→ Aim of the exercise
Would you restate the entries below word for word, leaving out the images?

*** Begin section ***

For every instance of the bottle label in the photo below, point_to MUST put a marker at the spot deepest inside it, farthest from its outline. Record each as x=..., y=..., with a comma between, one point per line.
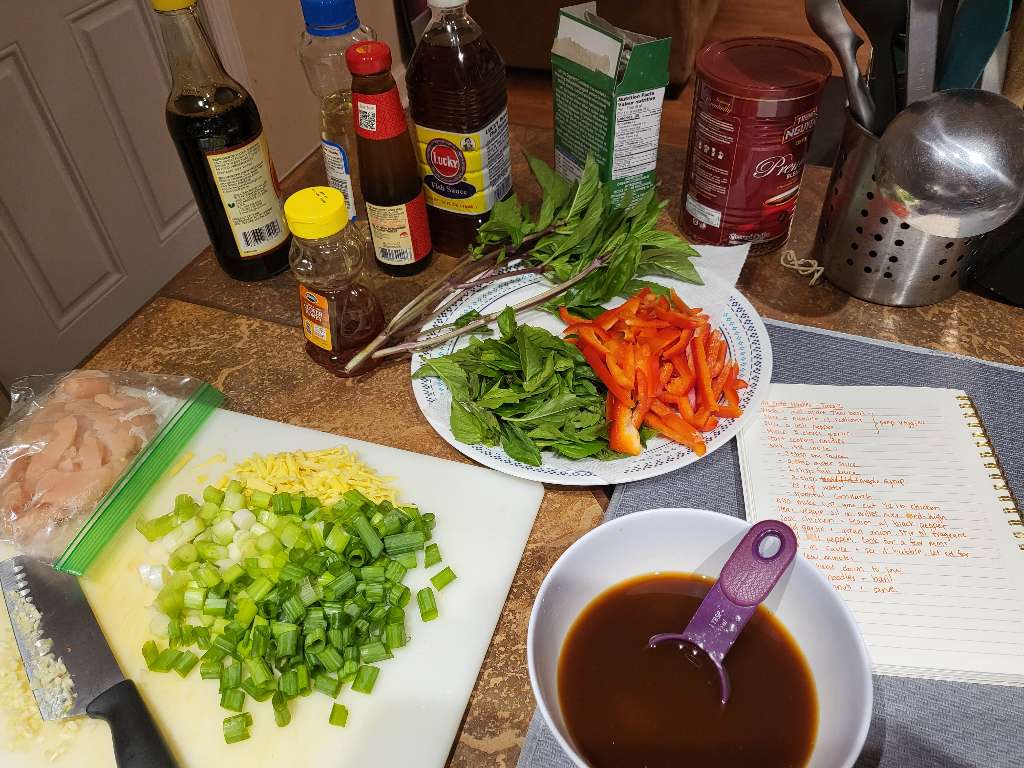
x=379, y=116
x=466, y=173
x=400, y=233
x=248, y=187
x=315, y=312
x=338, y=173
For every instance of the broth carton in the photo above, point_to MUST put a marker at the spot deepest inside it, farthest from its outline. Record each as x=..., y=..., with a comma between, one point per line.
x=608, y=88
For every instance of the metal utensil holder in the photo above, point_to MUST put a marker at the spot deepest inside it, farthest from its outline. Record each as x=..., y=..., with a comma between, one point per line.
x=869, y=251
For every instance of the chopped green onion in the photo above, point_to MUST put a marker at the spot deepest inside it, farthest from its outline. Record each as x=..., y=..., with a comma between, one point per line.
x=366, y=679
x=431, y=556
x=186, y=660
x=281, y=714
x=330, y=686
x=150, y=652
x=401, y=543
x=428, y=606
x=339, y=715
x=236, y=728
x=442, y=579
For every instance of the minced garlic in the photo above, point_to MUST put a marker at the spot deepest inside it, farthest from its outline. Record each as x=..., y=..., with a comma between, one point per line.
x=26, y=728
x=325, y=474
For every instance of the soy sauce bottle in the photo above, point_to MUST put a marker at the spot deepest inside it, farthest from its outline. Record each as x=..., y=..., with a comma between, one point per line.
x=458, y=100
x=389, y=175
x=217, y=131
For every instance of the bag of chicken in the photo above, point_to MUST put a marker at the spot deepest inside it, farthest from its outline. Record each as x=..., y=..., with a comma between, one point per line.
x=80, y=450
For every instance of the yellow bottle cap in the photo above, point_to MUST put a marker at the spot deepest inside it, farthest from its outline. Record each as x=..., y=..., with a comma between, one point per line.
x=316, y=212
x=166, y=5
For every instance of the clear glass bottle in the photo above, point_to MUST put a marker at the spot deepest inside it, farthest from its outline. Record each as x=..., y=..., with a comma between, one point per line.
x=340, y=313
x=332, y=26
x=217, y=131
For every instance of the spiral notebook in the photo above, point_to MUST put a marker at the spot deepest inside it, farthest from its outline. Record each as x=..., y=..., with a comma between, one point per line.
x=896, y=495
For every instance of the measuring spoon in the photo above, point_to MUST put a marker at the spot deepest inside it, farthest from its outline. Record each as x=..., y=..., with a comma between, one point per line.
x=748, y=578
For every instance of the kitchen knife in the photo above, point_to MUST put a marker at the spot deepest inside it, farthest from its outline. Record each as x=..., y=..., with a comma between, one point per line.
x=100, y=689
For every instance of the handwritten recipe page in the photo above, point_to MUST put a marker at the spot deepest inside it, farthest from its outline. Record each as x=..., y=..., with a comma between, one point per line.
x=890, y=496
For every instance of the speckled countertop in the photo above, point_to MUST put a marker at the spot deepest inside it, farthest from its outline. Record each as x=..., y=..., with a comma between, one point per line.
x=244, y=338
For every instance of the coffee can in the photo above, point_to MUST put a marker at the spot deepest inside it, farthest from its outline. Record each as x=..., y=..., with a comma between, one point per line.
x=755, y=104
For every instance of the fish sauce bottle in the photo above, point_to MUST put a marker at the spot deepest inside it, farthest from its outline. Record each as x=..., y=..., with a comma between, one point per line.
x=333, y=26
x=218, y=133
x=458, y=101
x=388, y=173
x=340, y=313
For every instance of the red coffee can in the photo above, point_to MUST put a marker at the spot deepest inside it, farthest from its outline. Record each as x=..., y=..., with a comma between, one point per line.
x=755, y=104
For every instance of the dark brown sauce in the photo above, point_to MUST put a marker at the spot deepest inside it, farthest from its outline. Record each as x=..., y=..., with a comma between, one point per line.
x=630, y=706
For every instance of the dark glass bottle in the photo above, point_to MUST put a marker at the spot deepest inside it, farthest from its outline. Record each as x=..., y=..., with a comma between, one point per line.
x=389, y=175
x=457, y=97
x=217, y=131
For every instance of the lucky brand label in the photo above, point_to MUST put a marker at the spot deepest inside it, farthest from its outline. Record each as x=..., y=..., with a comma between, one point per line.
x=466, y=172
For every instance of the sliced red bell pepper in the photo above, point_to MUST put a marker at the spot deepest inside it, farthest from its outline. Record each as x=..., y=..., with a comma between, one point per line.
x=707, y=397
x=593, y=358
x=623, y=435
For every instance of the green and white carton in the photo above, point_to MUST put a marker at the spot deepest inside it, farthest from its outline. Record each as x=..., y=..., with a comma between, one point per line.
x=608, y=88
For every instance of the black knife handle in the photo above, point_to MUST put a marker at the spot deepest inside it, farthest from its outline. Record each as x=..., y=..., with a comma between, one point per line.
x=137, y=742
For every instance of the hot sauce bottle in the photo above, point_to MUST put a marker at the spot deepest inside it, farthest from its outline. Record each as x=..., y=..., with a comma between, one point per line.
x=340, y=314
x=389, y=174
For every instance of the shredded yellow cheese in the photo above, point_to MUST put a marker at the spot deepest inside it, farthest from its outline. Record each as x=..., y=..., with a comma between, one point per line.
x=180, y=463
x=325, y=474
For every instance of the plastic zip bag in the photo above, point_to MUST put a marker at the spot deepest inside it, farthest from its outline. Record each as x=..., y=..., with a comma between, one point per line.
x=80, y=450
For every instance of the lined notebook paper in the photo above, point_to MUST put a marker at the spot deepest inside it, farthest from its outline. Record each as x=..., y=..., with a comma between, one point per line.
x=894, y=494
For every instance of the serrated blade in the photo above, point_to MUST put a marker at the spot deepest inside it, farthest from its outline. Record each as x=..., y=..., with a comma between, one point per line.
x=69, y=623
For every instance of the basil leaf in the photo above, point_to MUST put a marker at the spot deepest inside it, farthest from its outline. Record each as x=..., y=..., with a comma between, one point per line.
x=554, y=186
x=519, y=446
x=466, y=427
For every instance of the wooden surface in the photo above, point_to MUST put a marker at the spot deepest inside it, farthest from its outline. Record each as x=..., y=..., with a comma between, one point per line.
x=244, y=339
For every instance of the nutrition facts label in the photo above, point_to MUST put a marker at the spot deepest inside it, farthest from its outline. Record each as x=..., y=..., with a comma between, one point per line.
x=638, y=119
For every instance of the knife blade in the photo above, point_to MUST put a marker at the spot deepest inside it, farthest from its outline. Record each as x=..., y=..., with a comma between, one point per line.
x=53, y=625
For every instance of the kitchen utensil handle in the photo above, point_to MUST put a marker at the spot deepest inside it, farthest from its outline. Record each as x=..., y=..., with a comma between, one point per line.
x=137, y=741
x=758, y=562
x=922, y=41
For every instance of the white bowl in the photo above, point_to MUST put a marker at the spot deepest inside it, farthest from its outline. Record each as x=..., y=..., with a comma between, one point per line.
x=700, y=542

*** End section ***

→ Result
For every instance of the bottle label in the photo below, point_to MUST put a marker at the spot deepest inside it, farthest from its outline. Record each as x=..., y=..., with a comma between, one point per line.
x=379, y=116
x=466, y=173
x=400, y=233
x=248, y=187
x=315, y=312
x=338, y=173
For every instance of the broth carton in the photo above, point_to MUST put a marker at the spot deepest inside it, farthest from its outline. Record each as x=..., y=..., with a comma between, one point per line.
x=608, y=88
For every instance of the metal utensil holder in the photo above, point_to MUST put a marker at the spot deepest inside it, farthest from its outline. Record each as x=..., y=..., with a comma between, one point per line.
x=869, y=251
For every instance of the chopped green onion in the photo above, point_to MUST put a marker at the spot deepest inside it, farthest from its outline. Record each as x=..., y=..., with a comma between, one point per line.
x=366, y=679
x=431, y=556
x=186, y=660
x=281, y=714
x=330, y=686
x=150, y=652
x=401, y=543
x=428, y=606
x=339, y=715
x=236, y=728
x=442, y=579
For every instance of the minced garlic in the photo above, point_to MUST put a marker at the spot deepest inside it, farthest from its outline. Record each as x=..., y=..., with a comma between, one point per line.
x=26, y=728
x=325, y=474
For every instance of the soy sauce bottle in the photo above, point_to MUST put a marker at the spot deepest inside it, farthest from its outline. Record each as x=..., y=..., with a comma between, one point per line.
x=458, y=100
x=389, y=175
x=217, y=131
For every instance of the bag of chicken in the photo above, point_to MUST put a marker at the spot deepest inside it, farthest from its outline. Record each as x=..., y=..., with a comma between, one point per line.
x=80, y=450
For every instance of the yellow bottle cap in the photo above, point_to MUST put a marker at the spot deepest inside it, farthest from its outline. Record each as x=..., y=..., with a comma between, one point per line.
x=316, y=212
x=166, y=5
For every instance of the clear glass bottle in the photo above, point_to MUST put a marker at the spot deepest inside it, farthest from its outline. Record each as x=..., y=..., with a comma between, one point per line.
x=340, y=313
x=332, y=26
x=217, y=131
For every instance of the spiral notebook in the photo above, point_to MUST put a marker at the spot deepest inside it, farthest from its outline. Record each as x=..., y=..., with a comma between, one point per line.
x=896, y=495
For every instance of the measuring spoon in the photo above, point_to MUST put a marker at the spot deepest inside it, farthest from its outline. Record each as x=..., y=..., with a comma between, one point per line.
x=748, y=578
For every instance of the kitchen knife in the photo above, point_to MUST put a marker at the spot deepest inside it, farthest from its outline. Record each as x=..., y=..., with a comma between, one point per line.
x=100, y=689
For every instance of the handwritten recipe page in the photo above, point_to MUST put a marker at the spot deepest inside it, farthest from its outline. Record each as x=..., y=..., with a comma between, one point per line.
x=890, y=496
For every instance of the speckled countertop in the photo above, point_to MUST put a marker at the spot deepest inside it, farthest from its outline. Record each as x=..., y=..., with a comma between, one point per line.
x=244, y=338
For every instance of the coffee can in the photo above, point_to MUST put a marker at the spot deepest inside it, farthest from its outline. Record each as x=..., y=..., with a comma between, one point per line.
x=755, y=104
For every instance of the fish sauce bottle in the photo above, point_to MUST put a marker at the spot deepest inside it, farthest from its outline. Record each as x=..., y=..., with a comma between, one point per line.
x=333, y=26
x=218, y=133
x=458, y=101
x=388, y=173
x=340, y=313
For every instance of the red coffee can in the photo above, point_to MUST put a marker at the spot deepest inside it, farthest from its outline. Record each as x=..., y=..., with a comma between, one point per line.
x=755, y=104
For every instance of the dark brown sauce in the photo above, point_to MUST put a marker at the spot deepest inside it, farthest from its outline. Record each as x=..., y=..., with a comma between, one point per line.
x=630, y=706
For every instance of the dark glass bottle in the photo above, point_to MUST put a marker at the spot deepest inside it, farthest from its outline. Record each as x=..., y=..., with a comma between, one point per line.
x=389, y=175
x=457, y=97
x=217, y=131
For every instance of the lucky brand label in the photo above, point_to MUST put a marker at the spot deepest inside it, farthest from its outline. Record each as x=..., y=..., with a comma between, one point per line.
x=466, y=172
For every instance of the sliced red bell pepper in the photo above, point_to MUST put a marker at the spot deepest inside it, farthest from its outline. Record each as x=..., y=..., with a comma between, one point per line.
x=707, y=397
x=593, y=358
x=623, y=435
For every instance of the green and white carton in the photo above, point_to MUST put a marker at the spot deepest inside it, farthest from its outline. Record each as x=..., y=..., with a comma between, one point per line.
x=608, y=88
For every instance of the black knife handle in the photo above, point_to MUST put a marker at the spot deepest inside it, farthest from its outline. Record each as x=..., y=..., with a comma between, one point per line.
x=137, y=742
For every instance of the hot sauce bottle in the photo above, point_to MUST put a marker at the spot deepest inside it, farthest from its outline. Record each as x=..., y=..., with a comma between, one point per line.
x=340, y=314
x=389, y=174
For every instance of the shredded yellow cheese in the photo above, point_to MUST put a marker at the spot deepest inside it, farthest from its outline. Record each as x=..., y=..., with a comma between, one point per line.
x=180, y=463
x=325, y=474
For every instance of the plastic zip bag in the photo above, point_to MUST put a marker at the spot deepest inside it, farthest from its outline. Record each as x=..., y=..., with a comma between, one point per line.
x=80, y=450
For every instance of the lined notebook paper in the photo above, point_to MUST put a marker at the spot deepest inside it, farthest from its outline. Record each as x=..., y=..., with a comma between, one point per line.
x=894, y=494
For every instance of the serrated blade in the photo above, point_to MUST put a marker at the spot deepest inside it, farthest from its outline. Record each as x=..., y=..., with a comma between, one point per line.
x=69, y=623
For every instance of the basil leaf in the photo above, point_to MUST put a marker at the spot deepest inside it, farthest from its outline. Record each as x=..., y=..., with a comma between, one point per line.
x=554, y=186
x=519, y=446
x=466, y=427
For every instance of the wooden surface in the photo above, point_to MUST put a marker at the spot deepest inside it, farthest from its outline. Record each as x=..., y=..., with a comma between, one point per line.
x=244, y=339
For every instance of the nutrition facts label in the photo above, point_to MUST put a marker at the spot deepest inside it, farthest from its outline. Record each as x=..., y=..., with a comma between, one point per line.
x=638, y=119
For every instance of the knife blade in the photo above, point_to MUST put a marker at the spot deepest inside it, farthest from its outline. Record each as x=..., y=..., with a comma between, one point per line.
x=53, y=625
For every instance of the kitchen utensil handle in the photo above, point_to MUST put a marker at the spot deepest inside it, farthest from its outline. Record each as x=..., y=..., with a comma between, one point per line.
x=137, y=741
x=758, y=562
x=922, y=41
For every instance of the white bowl in the photo above, point_to MUST put a marker at the spot deepest inside it, farthest from its outline. Record each as x=..., y=..., with a comma between, one point per line.
x=700, y=542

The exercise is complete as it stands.